WHAT YOU WILL DO: For the entries below, work out how many lines include the string "tire", then write only that number.

THE RECORDS:
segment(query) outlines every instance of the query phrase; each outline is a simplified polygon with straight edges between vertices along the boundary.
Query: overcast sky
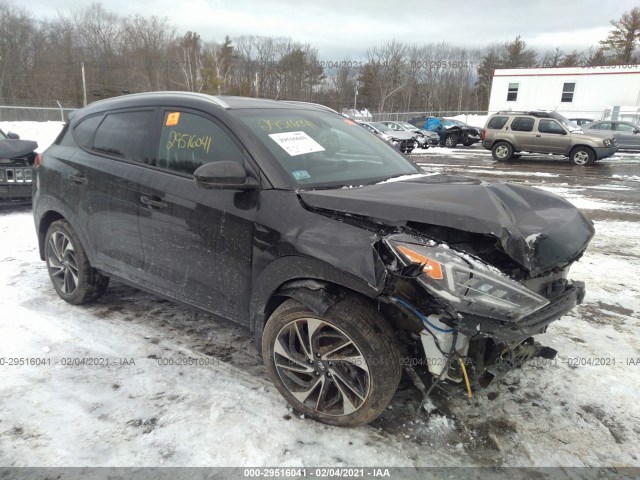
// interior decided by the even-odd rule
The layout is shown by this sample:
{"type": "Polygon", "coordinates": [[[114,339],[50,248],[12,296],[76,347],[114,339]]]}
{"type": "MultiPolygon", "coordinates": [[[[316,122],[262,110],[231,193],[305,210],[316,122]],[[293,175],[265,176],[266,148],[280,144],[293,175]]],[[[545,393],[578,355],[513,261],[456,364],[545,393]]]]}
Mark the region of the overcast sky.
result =
{"type": "MultiPolygon", "coordinates": [[[[83,0],[29,0],[14,4],[37,18],[85,8],[83,0]]],[[[640,5],[638,0],[109,0],[121,15],[166,17],[178,33],[203,40],[225,35],[287,36],[308,42],[321,60],[352,60],[366,49],[397,39],[425,44],[446,41],[484,47],[516,35],[541,51],[585,49],[606,37],[610,20],[640,5]]]]}

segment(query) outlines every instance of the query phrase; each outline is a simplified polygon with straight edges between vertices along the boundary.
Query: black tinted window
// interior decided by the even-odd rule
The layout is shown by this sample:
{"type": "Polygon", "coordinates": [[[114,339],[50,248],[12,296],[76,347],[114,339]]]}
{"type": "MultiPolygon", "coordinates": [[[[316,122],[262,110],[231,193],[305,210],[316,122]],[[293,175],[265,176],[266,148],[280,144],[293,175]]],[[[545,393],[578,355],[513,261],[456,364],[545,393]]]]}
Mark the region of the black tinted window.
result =
{"type": "Polygon", "coordinates": [[[92,150],[114,157],[149,163],[147,141],[152,134],[153,111],[107,115],[96,132],[92,150]]]}
{"type": "Polygon", "coordinates": [[[507,123],[507,120],[509,120],[509,117],[491,117],[489,123],[487,123],[487,128],[500,130],[507,123]]]}
{"type": "Polygon", "coordinates": [[[212,120],[193,113],[166,112],[157,166],[182,173],[193,173],[200,165],[232,160],[242,163],[244,156],[233,140],[212,120]]]}
{"type": "Polygon", "coordinates": [[[516,117],[511,122],[511,130],[516,132],[531,132],[535,120],[529,117],[516,117]]]}
{"type": "Polygon", "coordinates": [[[93,134],[96,133],[96,128],[98,128],[101,121],[102,115],[98,115],[96,117],[85,118],[76,125],[73,129],[73,136],[75,137],[76,142],[78,142],[78,145],[84,148],[91,148],[93,134]]]}

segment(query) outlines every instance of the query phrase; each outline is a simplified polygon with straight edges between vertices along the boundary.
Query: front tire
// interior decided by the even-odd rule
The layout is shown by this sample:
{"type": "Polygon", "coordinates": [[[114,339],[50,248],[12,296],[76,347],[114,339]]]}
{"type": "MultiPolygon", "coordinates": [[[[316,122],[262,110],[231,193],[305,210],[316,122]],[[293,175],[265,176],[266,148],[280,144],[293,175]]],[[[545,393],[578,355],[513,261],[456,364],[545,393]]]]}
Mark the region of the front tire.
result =
{"type": "Polygon", "coordinates": [[[491,155],[498,162],[506,162],[513,156],[513,147],[507,142],[498,142],[491,149],[491,155]]]}
{"type": "Polygon", "coordinates": [[[373,306],[347,297],[318,315],[297,300],[267,322],[262,351],[269,378],[299,412],[353,427],[387,407],[402,373],[389,326],[373,306]]]}
{"type": "Polygon", "coordinates": [[[447,135],[444,139],[444,146],[447,148],[454,148],[458,145],[458,136],[457,135],[447,135]]]}
{"type": "Polygon", "coordinates": [[[107,290],[109,277],[91,267],[80,239],[66,220],[49,226],[44,255],[53,288],[66,302],[80,305],[107,290]]]}
{"type": "Polygon", "coordinates": [[[584,167],[593,165],[596,161],[596,155],[589,147],[576,147],[571,151],[569,160],[574,165],[584,167]]]}

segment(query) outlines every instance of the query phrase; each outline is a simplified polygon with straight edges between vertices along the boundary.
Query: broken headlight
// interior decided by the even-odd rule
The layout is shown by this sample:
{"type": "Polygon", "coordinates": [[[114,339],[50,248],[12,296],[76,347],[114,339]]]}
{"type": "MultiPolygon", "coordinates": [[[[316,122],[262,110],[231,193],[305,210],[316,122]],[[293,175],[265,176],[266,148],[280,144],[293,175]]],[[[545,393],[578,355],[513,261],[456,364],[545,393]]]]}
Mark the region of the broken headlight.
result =
{"type": "Polygon", "coordinates": [[[418,282],[460,312],[515,322],[549,303],[495,267],[447,245],[392,239],[387,245],[404,265],[422,265],[418,282]]]}

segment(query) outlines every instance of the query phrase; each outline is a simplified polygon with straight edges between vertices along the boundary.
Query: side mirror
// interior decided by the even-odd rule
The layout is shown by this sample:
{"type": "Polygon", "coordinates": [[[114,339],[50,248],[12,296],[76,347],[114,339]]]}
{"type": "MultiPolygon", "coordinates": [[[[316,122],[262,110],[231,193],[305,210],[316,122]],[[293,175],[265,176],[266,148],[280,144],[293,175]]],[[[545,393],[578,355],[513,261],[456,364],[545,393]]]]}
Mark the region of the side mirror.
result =
{"type": "MultiPolygon", "coordinates": [[[[637,128],[634,128],[633,129],[633,133],[640,133],[640,130],[638,130],[637,128]]],[[[9,135],[11,135],[11,134],[9,134],[9,135]]]]}
{"type": "Polygon", "coordinates": [[[9,132],[7,133],[7,138],[10,138],[11,140],[20,140],[20,135],[18,135],[17,133],[9,132]]]}
{"type": "Polygon", "coordinates": [[[221,160],[205,163],[193,172],[196,185],[200,188],[220,190],[254,190],[258,184],[247,177],[247,171],[238,162],[221,160]]]}

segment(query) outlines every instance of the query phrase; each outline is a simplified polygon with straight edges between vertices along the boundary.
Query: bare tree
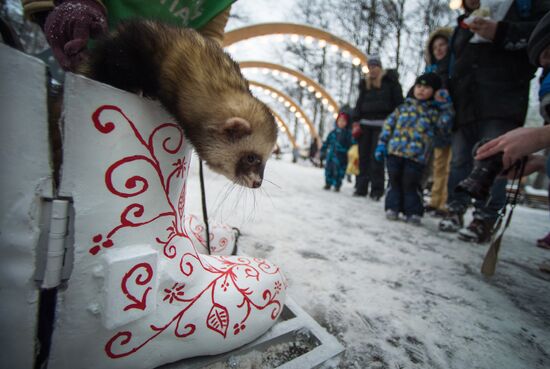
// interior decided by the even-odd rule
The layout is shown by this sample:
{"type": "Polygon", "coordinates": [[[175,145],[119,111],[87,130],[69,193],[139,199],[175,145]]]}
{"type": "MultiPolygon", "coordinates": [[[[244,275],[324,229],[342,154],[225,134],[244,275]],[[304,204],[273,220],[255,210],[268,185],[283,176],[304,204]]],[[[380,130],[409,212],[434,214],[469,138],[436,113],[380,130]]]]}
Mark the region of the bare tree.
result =
{"type": "Polygon", "coordinates": [[[405,3],[406,0],[384,0],[383,6],[387,23],[391,26],[395,39],[395,69],[399,73],[401,66],[401,41],[402,35],[407,31],[405,25],[405,3]]]}

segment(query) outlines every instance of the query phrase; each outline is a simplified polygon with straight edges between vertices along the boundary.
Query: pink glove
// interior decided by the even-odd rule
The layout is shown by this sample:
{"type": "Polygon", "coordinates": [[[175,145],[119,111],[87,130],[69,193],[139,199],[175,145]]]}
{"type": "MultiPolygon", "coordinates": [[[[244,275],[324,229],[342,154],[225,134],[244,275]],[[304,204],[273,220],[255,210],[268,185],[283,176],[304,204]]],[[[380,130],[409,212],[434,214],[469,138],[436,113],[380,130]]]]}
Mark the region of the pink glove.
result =
{"type": "Polygon", "coordinates": [[[75,71],[86,57],[88,39],[107,32],[107,14],[94,0],[56,0],[55,5],[44,33],[61,67],[75,71]]]}

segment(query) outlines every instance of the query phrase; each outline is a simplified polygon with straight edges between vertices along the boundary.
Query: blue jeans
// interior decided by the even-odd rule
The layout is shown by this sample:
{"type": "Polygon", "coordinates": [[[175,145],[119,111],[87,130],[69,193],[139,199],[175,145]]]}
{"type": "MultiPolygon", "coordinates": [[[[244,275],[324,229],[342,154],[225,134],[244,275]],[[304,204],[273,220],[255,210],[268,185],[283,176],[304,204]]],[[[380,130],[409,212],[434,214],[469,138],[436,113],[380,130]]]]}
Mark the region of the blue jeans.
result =
{"type": "MultiPolygon", "coordinates": [[[[466,212],[471,198],[467,193],[455,192],[456,186],[472,172],[474,158],[472,150],[481,139],[493,139],[514,128],[517,124],[503,120],[487,120],[469,126],[461,127],[453,133],[451,172],[449,174],[447,207],[450,211],[463,214],[466,212]]],[[[476,200],[474,202],[474,218],[494,221],[498,212],[506,202],[505,178],[495,180],[491,188],[489,202],[476,200]]]]}
{"type": "Polygon", "coordinates": [[[390,177],[386,210],[422,216],[424,205],[420,187],[425,165],[395,155],[388,156],[386,165],[390,177]]]}

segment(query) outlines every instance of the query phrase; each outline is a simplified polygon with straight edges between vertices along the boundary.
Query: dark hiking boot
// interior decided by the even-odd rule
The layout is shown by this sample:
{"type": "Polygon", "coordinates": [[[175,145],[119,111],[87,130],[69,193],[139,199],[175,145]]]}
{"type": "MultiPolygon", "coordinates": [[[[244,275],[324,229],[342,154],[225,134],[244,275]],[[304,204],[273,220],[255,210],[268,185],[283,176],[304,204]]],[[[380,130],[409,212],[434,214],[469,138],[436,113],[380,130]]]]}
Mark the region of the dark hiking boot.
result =
{"type": "Polygon", "coordinates": [[[381,197],[382,197],[382,196],[373,196],[373,195],[370,195],[370,199],[371,199],[372,201],[380,201],[380,198],[381,198],[381,197]]]}
{"type": "Polygon", "coordinates": [[[432,215],[436,218],[445,218],[447,214],[449,214],[447,210],[437,209],[432,215]]]}
{"type": "Polygon", "coordinates": [[[460,213],[449,212],[439,222],[439,230],[443,232],[458,232],[464,226],[464,217],[460,213]]]}
{"type": "Polygon", "coordinates": [[[329,185],[329,184],[325,184],[325,187],[323,187],[323,190],[330,190],[330,185],[329,185]]]}
{"type": "Polygon", "coordinates": [[[355,191],[355,192],[353,193],[353,196],[355,196],[355,197],[366,197],[367,194],[366,194],[366,193],[360,193],[360,192],[355,191]]]}
{"type": "Polygon", "coordinates": [[[397,211],[392,209],[386,210],[386,219],[397,220],[397,218],[399,218],[399,214],[397,213],[397,211]]]}
{"type": "Polygon", "coordinates": [[[466,228],[458,232],[458,238],[462,241],[485,243],[491,240],[494,222],[474,219],[466,228]]]}
{"type": "Polygon", "coordinates": [[[334,187],[334,192],[340,192],[340,186],[334,187]]]}
{"type": "Polygon", "coordinates": [[[435,213],[436,210],[437,210],[437,208],[433,207],[431,205],[424,206],[424,212],[429,214],[429,215],[433,215],[433,213],[435,213]]]}

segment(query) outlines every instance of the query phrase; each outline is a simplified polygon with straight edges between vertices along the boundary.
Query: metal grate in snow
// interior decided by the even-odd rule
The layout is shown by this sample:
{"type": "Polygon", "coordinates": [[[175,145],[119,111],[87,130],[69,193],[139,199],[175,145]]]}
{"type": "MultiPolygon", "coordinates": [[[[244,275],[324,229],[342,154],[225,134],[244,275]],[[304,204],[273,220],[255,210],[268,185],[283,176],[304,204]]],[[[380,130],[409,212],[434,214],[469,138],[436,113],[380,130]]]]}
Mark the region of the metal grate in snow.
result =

OUTPUT BELOW: 2